## Prompt
Change every "thickest part" in the data below to "widest part" and reproduce the data with nothing else altered. Leave the pictures out.

━━━ Dataset content ━━━

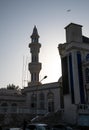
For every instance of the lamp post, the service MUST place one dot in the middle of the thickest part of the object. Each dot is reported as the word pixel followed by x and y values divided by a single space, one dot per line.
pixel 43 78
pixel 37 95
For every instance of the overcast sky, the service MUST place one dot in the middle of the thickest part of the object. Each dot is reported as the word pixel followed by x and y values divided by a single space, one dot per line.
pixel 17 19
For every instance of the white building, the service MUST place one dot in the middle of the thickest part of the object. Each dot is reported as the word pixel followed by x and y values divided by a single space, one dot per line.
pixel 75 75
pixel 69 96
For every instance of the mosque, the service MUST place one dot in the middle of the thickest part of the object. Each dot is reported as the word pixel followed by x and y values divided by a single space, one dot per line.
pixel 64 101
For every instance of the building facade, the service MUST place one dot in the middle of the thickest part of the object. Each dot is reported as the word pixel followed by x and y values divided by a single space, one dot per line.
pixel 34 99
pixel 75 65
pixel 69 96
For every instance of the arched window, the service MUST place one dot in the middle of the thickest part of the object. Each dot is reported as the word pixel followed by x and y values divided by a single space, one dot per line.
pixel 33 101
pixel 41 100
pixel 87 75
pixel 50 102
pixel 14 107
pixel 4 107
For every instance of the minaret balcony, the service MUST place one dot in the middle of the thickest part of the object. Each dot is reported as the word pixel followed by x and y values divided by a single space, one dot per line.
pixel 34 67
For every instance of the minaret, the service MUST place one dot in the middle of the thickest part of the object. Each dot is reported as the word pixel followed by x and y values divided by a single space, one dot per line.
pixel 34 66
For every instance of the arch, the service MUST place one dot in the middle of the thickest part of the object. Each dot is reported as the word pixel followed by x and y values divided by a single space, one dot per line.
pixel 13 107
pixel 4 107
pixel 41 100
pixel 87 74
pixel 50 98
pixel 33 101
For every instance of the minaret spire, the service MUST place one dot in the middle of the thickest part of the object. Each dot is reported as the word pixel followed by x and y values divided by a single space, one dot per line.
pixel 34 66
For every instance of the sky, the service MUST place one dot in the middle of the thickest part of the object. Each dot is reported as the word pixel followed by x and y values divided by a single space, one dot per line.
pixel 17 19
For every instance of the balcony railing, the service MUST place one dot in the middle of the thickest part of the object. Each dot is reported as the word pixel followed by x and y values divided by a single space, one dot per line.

━━━

## Task solution
For every instance of the lamp post, the service MUST place one dot in the middle of the widest part of the object. Each dot is reported as the word pixel followed by x and y values divided by a single space, one dot per line.
pixel 43 78
pixel 37 95
For every instance of the overcast sky, the service MUST place one dot in the middle of the widest part of the object. Each dot is reported as the word pixel followed by x and y values divided by a single space, one dot per line.
pixel 17 19
For every instance of the white building, the service MUST place one dot in the middle of the widest part of the object. Each dot is reported as the word pixel followed by x and y values divided by a single space, one dot per line.
pixel 75 75
pixel 69 96
For every instance of the mosque, the service MUST place one dot in the middle of the widest part of the object. Each dot is reported as the word pixel followed by x and y values divided by a single space, one dot per line.
pixel 64 101
For every instance of the building facade, the service MUST place one dot in the middle of the widest part of the object. Each dot is reported as the word pixel followed by x and y values divided by a single space, one dot per line.
pixel 34 99
pixel 75 65
pixel 69 96
For every instance of the arched window, the service MUST place one dot in the middle of the widest part of the object. Each dot is reported as the word pixel followed by x and y values divided by a single space, one dot per line.
pixel 33 101
pixel 41 100
pixel 87 75
pixel 50 102
pixel 14 107
pixel 4 107
For every instance of the minaret balcony, the service MUST place one dot in the middle of the widest part of the object. Each dot is reported as the word pixel followed by x and y values divided by a single space, one dot per line.
pixel 34 67
For every instance of the minaret, the service MUST place one dot in the middle of the widest part of the object. Each dot is reported as the word pixel followed by x and y values divided by a single space, one dot per line.
pixel 34 66
For every instance of the arch, the service MUST place one dot in the middle of the widest part of the object. Each dot is reported as the word pixel followed by x and y values divided by a single space, one dot per line.
pixel 13 107
pixel 4 107
pixel 41 100
pixel 87 74
pixel 50 98
pixel 33 101
For every instance of the minaret spire, the service MUST place one dot in the middle of the widest part of the object. Each dot is reported as the word pixel followed by x and y values divided by a single space, one dot per line.
pixel 34 66
For every instance of the sky, the service MUST place one dot in the middle of the widest part of the object. Each dot is reported as the word pixel followed by x and y values divided by a single space, one dot per line.
pixel 17 19
For every instance of the balcony railing, the service MUST place one dot in the middle of the widest part of the object. Each dot is reported as the word pixel followed by x and y values divided by a single space, one dot per line.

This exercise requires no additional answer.